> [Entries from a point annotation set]
* begin *

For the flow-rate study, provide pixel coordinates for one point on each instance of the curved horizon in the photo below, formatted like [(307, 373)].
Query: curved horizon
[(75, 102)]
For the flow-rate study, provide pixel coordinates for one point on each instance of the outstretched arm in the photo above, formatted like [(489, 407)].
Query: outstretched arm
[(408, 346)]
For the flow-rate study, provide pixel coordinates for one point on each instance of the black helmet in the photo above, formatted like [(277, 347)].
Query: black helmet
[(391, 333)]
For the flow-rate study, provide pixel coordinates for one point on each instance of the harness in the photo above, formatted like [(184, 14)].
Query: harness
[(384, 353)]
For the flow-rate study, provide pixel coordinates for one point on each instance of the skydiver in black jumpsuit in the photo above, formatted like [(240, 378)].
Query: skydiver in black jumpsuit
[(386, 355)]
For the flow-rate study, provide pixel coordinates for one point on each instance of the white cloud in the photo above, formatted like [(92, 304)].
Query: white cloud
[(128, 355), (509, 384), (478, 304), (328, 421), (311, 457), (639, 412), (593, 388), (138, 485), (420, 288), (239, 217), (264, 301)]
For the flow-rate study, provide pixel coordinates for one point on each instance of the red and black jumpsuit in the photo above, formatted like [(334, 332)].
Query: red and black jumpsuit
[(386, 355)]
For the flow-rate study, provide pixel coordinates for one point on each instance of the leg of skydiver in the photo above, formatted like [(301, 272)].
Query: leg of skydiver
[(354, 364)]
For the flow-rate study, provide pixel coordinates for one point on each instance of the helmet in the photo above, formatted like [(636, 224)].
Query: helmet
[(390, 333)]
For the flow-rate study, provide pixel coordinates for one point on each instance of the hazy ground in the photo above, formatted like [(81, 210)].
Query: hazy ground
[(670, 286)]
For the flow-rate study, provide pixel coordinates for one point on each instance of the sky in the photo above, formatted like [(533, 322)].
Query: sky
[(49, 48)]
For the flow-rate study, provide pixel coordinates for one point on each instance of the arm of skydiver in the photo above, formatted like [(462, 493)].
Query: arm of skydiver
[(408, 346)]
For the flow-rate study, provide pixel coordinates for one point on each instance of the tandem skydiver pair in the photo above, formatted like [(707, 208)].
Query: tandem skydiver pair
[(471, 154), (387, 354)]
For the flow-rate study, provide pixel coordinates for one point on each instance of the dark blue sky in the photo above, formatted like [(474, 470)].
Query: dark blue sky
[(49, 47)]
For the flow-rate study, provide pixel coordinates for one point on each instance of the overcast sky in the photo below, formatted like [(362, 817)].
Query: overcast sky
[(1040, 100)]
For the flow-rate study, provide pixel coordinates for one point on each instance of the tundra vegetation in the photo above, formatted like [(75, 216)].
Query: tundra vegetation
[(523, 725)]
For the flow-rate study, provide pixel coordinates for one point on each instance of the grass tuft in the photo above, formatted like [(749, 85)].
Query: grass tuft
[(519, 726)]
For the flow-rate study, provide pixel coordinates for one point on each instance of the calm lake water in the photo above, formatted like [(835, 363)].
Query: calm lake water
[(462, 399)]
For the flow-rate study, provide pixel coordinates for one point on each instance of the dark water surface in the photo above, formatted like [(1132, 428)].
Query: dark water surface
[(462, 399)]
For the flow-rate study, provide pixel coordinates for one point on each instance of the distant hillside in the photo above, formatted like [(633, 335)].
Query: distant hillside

* end *

> [Task description]
Return all of the material above word for word, keeping every line and character unchanged.

> [Exercise result]
For the flow-rate study, provide pixel coordinates for one point on each instance of the curved horizon in the photo below, formatted like [(307, 373)].
Query: curved horizon
[(75, 102)]
For the flow-rate study, provide pixel coordinates for one point on each instance of the outstretched arm in the photo above, formatted like [(489, 407)].
Query: outstretched arm
[(408, 346)]
For the flow-rate study, provide pixel coordinates for one point on each instance of the black helmet in the photo above, formatted like [(277, 347)].
Query: black helmet
[(391, 333)]
For the flow-rate study, provide pixel coordinates for one point on each instance of the harness in the photo above, formatted like [(184, 14)].
Query: harness
[(384, 353)]
For the flow-rate study, provide pixel coordinates for one point on each instance of the skydiver in black jumpsuit in the photo above, formatted like [(240, 378)].
Query: skydiver in black jumpsuit
[(386, 355)]
For the flow-rate study, provide pixel coordinates for one point on each instance of the white cloud in the photo above, formatted like [(92, 304)].
Query: white cloud
[(128, 355), (509, 384), (478, 304), (328, 421), (311, 457), (639, 412), (593, 388), (138, 485), (420, 288), (239, 217), (264, 301)]
For the flow-rate study, provide pixel coordinates for one point on each instance of the red and black jumpsuit in the photo above, formatted like [(334, 332)].
Query: red and black jumpsuit
[(386, 355)]
For the flow-rate study, provide pixel coordinates for one point on each instance of the leg of skydiver in the photo above, formatted like [(301, 272)].
Query: leg of skydiver
[(354, 364)]
For the flow-rate study, provide pixel coordinates for one point on each instance of the helmet in the photo above, formatted like [(636, 224)].
Query: helmet
[(390, 333)]
For the flow-rate study, provide pixel coordinates for one point on each instance of the hazy ground in the photo above, formatted like [(81, 210)].
Query: hazy ground
[(670, 286)]
For the flow-rate study, provide pixel coordinates for one point on each instance of the sky in the photo above, formatted like [(533, 322)].
Query: sky
[(49, 48)]
For the flow-rate study, provide pixel coordinates for one point on each instance of the arm of skydiver in the photo above, formatted like [(462, 493)].
Query: arm of skydiver
[(408, 346)]
For the flow-rate study, provide pixel coordinates for one point on each instance of the tandem skydiver pair in the photo above, formatted like [(707, 208)].
Query: tandem skydiver pair
[(471, 154), (387, 354)]
For the flow-rate study, provide pixel coordinates for one point on each instance of the dark blue sky in the photo above, formatted like [(474, 470)].
Query: dark blue sky
[(49, 47)]
For the flow-rate study, provide pixel coordinates for one point on each instance of the overcast sky in the photo below, formatted like [(362, 817)].
Query: overcast sky
[(1040, 100)]
For the flow-rate study, provide pixel coordinates for one point on each instance of the tundra vegetation in the photo above, formatted like [(75, 216)].
Query: tundra vegetation
[(523, 725)]
For the flow-rate study, provide pixel coordinates for one point on each instance of the grass tuft in the photo above, formatted like [(749, 85)].
Query: grass tuft
[(519, 726)]
For the flow-rate study, provide pixel coordinates for one point on each instance of the calm lake water in the photo above, formatted like [(835, 363)].
Query: calm lake water
[(462, 399)]
For the flow-rate study, provide pixel coordinates for one point on each instance of the dark water surface in the photo above, formatted like [(1132, 428)].
Query: dark water surface
[(462, 399)]
For the flow-rate study, provide pixel coordinates for one point on each instance of the distant hillside in the photo above, formatted like [(633, 335)].
Query: distant hillside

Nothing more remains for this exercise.